── Document section ──

# CS5200 Computer Architecture - Project 2

Authors: Smita Khapre, Carlos Eugenio Lopes Pires Xavier Torres, and Kevin Cardenas

Date: 11/20/2022

#### **Team Member Primary Contributions**

- Smita: Virtual machine environment setup, se.py modification for IntFU, bash script writing, and gem5 simulations.
- Carlos: Priority queue implementations in C, Makefile, assembly file analysis, project review and submission.
- Kevin: Team leader, setup GitHub and team roles/responsibilities, wrote data scraping script, and report write up.

## O. Project Background

In this project we used the gem5 simulator to run an experiment changing features of the pipeline, functional units, and compiler optimization (loop unrolling) and evaluated the sensitivity of changing these features. Multiple response variables were collected to evaluate the performance of the different combinations of features. These responses are simulation time, L1 cache misses, and the number of times a loop was unrolled.

───
── Record excerpts ──

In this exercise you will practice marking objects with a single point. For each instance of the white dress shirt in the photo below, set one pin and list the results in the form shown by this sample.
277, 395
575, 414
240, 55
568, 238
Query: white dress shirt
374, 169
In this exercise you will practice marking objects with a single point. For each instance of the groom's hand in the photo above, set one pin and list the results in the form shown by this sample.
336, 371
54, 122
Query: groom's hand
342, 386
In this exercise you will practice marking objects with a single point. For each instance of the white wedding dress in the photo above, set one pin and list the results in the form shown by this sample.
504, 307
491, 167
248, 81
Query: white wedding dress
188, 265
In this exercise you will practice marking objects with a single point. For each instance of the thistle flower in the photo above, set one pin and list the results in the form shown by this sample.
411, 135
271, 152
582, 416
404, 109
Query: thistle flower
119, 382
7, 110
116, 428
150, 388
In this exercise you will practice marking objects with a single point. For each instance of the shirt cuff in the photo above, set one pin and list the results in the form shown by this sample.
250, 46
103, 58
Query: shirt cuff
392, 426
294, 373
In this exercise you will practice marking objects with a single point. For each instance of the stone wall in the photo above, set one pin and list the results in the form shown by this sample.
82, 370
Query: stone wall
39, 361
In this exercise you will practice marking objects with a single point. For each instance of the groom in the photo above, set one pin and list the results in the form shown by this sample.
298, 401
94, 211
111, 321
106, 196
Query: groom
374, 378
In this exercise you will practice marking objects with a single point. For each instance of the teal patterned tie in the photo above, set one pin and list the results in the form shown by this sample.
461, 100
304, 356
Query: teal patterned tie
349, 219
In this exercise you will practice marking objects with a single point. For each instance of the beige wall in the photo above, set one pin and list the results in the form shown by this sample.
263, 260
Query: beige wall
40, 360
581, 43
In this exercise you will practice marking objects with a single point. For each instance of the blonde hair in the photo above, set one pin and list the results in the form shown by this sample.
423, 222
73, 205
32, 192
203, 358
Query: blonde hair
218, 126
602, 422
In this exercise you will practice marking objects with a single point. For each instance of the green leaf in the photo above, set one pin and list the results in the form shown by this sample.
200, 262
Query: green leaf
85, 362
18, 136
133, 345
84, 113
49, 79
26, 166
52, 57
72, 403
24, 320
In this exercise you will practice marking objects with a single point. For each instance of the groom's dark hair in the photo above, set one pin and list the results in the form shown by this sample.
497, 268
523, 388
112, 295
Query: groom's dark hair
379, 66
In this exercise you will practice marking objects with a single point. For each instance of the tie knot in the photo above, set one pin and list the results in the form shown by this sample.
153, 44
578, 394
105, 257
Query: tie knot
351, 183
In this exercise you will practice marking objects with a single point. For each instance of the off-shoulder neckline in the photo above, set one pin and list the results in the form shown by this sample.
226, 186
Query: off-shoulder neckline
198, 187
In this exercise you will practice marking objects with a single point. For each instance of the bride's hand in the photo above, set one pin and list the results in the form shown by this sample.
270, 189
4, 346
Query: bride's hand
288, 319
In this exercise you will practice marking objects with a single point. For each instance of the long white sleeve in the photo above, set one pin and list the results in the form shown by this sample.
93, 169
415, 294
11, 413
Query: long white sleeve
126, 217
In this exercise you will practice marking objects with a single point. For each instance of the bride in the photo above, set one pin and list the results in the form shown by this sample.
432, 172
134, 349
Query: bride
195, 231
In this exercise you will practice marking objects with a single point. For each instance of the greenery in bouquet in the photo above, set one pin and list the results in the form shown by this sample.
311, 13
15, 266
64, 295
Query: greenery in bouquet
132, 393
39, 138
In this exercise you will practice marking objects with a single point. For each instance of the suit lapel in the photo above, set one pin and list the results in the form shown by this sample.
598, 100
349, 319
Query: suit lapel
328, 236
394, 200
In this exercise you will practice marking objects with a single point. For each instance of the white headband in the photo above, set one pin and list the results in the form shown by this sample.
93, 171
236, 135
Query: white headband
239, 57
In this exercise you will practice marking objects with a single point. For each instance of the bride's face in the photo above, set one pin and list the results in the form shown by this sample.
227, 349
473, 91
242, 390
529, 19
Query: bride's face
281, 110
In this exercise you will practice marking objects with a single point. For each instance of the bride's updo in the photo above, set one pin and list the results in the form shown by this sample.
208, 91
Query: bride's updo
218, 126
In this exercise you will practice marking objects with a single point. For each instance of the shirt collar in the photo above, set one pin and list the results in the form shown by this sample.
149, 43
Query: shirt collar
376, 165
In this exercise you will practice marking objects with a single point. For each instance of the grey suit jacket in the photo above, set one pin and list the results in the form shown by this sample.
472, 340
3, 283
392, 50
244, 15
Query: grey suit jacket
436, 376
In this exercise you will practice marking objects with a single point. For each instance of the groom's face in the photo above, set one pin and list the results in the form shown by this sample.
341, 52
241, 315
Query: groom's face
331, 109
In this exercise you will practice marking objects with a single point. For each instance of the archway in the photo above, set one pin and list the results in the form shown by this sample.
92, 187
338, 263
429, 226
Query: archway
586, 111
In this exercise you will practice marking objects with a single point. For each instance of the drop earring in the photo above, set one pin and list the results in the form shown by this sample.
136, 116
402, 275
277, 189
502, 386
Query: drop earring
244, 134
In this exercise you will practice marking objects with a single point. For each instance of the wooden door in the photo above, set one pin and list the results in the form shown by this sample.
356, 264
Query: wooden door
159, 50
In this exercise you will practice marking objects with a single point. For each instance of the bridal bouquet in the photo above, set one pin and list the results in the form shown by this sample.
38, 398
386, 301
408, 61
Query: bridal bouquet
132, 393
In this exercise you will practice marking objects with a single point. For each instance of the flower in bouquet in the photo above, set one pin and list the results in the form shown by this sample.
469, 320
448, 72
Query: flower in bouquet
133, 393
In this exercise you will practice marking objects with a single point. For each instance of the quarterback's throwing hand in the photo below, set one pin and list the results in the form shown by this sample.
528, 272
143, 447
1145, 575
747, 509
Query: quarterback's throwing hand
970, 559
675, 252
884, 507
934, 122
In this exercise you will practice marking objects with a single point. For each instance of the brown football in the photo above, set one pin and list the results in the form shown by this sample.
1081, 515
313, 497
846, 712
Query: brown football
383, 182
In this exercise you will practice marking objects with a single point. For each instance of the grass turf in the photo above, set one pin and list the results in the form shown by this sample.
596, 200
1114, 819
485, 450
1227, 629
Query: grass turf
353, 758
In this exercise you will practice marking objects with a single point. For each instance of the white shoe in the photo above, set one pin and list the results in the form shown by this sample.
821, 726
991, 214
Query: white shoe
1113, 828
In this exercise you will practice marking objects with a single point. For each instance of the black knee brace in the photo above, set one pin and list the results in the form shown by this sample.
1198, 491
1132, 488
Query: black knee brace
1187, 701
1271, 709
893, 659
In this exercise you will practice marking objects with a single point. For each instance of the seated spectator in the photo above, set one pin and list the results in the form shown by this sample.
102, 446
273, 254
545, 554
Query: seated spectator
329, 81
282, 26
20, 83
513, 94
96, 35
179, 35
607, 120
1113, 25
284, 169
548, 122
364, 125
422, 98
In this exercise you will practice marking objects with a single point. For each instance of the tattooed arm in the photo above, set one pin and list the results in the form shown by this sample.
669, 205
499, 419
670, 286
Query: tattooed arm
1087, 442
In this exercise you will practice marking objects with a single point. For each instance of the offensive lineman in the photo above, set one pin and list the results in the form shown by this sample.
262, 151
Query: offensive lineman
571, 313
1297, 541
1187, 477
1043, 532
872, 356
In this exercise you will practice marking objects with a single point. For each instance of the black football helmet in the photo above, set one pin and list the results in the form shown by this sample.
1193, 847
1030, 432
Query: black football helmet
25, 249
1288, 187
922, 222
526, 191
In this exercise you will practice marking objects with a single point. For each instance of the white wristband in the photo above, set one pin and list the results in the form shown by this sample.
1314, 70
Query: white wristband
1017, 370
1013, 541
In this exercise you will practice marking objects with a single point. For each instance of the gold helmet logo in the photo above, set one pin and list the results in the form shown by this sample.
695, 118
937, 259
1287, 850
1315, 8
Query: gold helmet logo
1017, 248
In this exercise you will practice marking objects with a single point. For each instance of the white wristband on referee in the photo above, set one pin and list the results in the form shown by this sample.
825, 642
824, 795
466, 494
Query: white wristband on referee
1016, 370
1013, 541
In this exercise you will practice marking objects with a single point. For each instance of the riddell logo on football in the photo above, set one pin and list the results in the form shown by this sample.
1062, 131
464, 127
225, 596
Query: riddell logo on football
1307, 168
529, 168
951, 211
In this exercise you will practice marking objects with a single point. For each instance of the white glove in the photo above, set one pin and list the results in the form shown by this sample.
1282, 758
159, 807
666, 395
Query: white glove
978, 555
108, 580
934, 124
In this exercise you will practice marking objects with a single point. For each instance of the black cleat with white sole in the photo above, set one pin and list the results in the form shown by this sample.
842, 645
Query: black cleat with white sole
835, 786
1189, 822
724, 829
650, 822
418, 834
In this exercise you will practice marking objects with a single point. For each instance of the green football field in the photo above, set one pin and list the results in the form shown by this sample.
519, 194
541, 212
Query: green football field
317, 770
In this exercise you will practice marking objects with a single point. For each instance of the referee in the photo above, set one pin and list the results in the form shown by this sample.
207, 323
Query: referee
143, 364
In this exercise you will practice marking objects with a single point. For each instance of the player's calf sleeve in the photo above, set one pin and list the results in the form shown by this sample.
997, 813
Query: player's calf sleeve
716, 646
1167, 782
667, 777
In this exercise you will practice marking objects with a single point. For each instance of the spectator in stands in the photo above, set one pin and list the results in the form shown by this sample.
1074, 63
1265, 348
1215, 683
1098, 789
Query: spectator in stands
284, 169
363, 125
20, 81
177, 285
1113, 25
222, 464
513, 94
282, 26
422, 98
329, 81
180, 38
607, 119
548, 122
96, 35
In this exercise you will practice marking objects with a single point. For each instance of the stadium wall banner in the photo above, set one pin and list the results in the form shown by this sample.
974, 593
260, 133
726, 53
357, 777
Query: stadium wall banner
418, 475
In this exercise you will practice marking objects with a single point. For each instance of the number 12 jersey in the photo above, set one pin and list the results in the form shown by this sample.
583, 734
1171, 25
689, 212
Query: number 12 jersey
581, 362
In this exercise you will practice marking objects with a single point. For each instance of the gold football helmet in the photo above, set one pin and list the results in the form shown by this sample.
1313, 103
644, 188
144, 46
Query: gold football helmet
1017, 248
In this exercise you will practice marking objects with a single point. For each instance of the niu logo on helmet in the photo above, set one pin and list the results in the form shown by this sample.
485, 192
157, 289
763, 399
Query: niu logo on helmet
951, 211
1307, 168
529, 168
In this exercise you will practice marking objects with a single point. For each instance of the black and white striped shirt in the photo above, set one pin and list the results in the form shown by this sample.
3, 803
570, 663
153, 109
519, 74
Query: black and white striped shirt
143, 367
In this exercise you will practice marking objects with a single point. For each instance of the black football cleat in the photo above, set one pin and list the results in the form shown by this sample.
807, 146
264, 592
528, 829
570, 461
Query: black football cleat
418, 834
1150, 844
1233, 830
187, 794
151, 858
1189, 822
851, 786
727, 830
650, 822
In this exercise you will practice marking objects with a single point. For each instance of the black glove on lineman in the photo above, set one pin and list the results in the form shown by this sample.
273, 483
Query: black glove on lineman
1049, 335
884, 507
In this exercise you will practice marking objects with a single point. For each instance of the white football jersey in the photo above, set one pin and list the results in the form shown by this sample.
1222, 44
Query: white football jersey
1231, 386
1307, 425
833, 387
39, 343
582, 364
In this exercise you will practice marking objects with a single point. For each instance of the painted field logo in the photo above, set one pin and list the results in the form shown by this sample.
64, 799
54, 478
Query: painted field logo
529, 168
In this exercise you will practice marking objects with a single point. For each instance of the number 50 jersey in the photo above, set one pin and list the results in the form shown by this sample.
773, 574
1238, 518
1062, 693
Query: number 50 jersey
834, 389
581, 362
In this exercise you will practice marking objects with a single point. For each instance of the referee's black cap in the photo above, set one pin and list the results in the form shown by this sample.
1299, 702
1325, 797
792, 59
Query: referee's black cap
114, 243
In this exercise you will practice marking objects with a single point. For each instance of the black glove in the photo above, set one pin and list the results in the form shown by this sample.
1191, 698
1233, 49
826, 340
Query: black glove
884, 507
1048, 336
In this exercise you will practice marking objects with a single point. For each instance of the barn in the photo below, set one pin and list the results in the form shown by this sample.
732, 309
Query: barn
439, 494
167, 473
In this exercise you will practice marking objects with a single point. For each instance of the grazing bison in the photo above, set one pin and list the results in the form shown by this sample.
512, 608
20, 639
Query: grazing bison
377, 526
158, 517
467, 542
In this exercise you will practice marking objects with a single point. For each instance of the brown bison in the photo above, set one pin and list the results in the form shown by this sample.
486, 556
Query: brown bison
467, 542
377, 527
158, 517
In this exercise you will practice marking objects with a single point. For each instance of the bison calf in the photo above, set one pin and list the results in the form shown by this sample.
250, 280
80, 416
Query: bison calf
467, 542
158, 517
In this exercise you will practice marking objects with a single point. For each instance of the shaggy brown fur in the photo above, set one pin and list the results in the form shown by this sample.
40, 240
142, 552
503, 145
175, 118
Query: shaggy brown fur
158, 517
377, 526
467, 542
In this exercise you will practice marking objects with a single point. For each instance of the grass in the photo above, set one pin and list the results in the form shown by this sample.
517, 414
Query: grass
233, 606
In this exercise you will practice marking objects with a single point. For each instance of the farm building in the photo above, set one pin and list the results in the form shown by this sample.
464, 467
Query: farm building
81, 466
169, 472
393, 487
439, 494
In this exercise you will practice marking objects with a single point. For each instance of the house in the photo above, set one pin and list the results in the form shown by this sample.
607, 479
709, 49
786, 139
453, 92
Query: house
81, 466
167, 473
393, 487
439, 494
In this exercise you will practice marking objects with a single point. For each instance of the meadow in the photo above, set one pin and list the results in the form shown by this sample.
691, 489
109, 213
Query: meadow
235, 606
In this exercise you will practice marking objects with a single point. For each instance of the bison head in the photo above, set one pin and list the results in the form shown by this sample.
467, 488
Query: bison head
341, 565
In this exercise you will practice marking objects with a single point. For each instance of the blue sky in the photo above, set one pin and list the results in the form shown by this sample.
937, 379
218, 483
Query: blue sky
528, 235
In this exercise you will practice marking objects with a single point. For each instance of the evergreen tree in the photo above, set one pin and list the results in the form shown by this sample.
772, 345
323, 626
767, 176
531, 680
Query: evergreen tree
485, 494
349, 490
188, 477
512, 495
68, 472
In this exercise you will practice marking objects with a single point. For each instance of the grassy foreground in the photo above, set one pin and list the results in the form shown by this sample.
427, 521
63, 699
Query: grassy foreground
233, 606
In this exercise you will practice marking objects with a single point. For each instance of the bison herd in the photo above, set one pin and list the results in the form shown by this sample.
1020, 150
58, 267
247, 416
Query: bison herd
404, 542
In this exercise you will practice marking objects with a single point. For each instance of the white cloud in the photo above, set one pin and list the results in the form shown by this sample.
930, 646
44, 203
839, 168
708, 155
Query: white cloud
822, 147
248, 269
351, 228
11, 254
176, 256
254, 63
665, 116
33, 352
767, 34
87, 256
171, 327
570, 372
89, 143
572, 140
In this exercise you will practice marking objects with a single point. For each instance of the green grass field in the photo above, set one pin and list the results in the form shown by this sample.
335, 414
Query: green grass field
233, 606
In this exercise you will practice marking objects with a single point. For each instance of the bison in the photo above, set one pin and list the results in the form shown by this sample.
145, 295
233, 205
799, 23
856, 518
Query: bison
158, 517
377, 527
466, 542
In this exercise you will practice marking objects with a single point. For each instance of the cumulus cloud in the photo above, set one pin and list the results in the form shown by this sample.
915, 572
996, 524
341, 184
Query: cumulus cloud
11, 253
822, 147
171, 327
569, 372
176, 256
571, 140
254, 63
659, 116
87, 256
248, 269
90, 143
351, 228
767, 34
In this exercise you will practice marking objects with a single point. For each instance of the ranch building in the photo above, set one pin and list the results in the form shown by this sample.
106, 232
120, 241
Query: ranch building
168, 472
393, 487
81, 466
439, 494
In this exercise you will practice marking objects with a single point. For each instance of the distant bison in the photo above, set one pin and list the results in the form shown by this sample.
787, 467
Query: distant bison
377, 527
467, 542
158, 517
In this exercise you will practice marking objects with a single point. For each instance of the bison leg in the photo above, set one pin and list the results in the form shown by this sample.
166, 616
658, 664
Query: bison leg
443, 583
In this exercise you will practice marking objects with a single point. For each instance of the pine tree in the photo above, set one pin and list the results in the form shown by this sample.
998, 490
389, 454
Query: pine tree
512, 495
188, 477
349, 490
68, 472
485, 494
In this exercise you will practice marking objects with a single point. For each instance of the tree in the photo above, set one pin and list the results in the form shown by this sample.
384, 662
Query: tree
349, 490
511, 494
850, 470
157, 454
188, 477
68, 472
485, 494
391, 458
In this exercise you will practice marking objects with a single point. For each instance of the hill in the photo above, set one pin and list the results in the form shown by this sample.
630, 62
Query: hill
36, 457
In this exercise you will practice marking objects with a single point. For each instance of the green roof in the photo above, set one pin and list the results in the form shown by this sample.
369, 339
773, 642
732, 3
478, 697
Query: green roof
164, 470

───

Using the computer architecture project report, explain in one to three sentences why the team collected multiple response variables, and list those variables.

The team collected multiple response variables to evaluate the performance of the different combinations of features they changed in the gem5 experiment: the pipeline, the functional units, and loop unrolling. The variables were simulation time, L1 cache misses, and the number of times a loop was unrolled.